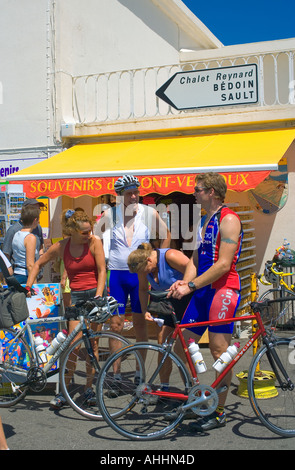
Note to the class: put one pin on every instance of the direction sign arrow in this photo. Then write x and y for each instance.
(220, 86)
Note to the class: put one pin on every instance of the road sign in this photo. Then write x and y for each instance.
(223, 86)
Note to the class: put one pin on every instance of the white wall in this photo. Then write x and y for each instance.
(107, 35)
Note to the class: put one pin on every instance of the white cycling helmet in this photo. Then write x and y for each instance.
(126, 182)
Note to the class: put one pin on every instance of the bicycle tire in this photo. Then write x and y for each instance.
(134, 413)
(76, 379)
(15, 361)
(274, 406)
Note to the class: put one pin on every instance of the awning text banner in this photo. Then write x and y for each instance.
____
## What is needed
When copying the entries above, keep each word as it is and exclude any image.

## Solution below
Note to the class: put one pin on every instance of the direction sign arrow in this photo. Then write x and y for each instance.
(220, 86)
Note to the class: put one pin on every instance of the road sign in this photo. Then write x and y for each instance.
(223, 86)
Note to the class: put one pin on every instance of the white wall in this photo. Then write x and y for each instance.
(107, 35)
Note to the class: put one pin on every instance of the white cycling helmet in this photo. Then write x and y for each instance.
(126, 182)
Note to the class: put one pin on every instance of the bicycle tire in this photo. Then write x and y for each instance.
(134, 413)
(76, 379)
(15, 361)
(274, 406)
Note to the class: put one pin on every instance of the awning text banner in this photo. Then write x and y for each instance.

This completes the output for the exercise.